→ **任务要求**
从含有“occurrence of beach”的那一行开始，到记录末尾为止，把这些行全部重写一遍，要求行也一并照录。答案中边界框坐标的每个数值都要偏移 -46。

(标注数据集中的记录)

----

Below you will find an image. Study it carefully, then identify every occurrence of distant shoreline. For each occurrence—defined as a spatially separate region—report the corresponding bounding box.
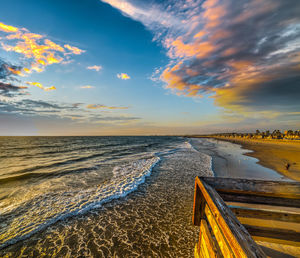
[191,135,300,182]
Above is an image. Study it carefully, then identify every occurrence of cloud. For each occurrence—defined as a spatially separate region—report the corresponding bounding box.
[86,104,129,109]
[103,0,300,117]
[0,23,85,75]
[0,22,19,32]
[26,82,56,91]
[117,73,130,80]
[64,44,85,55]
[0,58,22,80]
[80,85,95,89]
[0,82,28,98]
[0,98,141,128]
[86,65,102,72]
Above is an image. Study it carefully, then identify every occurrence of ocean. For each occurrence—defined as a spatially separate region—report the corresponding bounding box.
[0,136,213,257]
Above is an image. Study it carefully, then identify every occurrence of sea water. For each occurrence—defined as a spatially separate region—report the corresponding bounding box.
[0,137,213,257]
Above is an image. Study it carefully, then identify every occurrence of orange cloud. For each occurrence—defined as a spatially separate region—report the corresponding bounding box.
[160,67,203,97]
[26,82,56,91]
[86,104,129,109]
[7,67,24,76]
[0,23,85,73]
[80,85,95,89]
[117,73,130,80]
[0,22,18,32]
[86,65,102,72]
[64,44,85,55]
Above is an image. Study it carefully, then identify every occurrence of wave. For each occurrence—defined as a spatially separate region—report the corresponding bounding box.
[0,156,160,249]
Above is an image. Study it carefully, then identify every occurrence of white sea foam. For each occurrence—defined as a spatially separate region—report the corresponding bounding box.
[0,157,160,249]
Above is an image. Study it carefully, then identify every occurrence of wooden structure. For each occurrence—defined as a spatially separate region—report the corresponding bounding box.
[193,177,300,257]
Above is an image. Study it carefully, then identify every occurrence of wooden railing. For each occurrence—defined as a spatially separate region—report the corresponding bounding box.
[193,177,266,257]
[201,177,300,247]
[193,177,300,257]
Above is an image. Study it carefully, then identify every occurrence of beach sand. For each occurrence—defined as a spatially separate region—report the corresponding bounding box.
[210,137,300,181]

----

→ **完整解答**
Above is an image. Study it carefully, then identify every occurrence of beach sand. For each occurrence—defined as a spatially separate region—report the corresponding bounding box.
[164,91,254,135]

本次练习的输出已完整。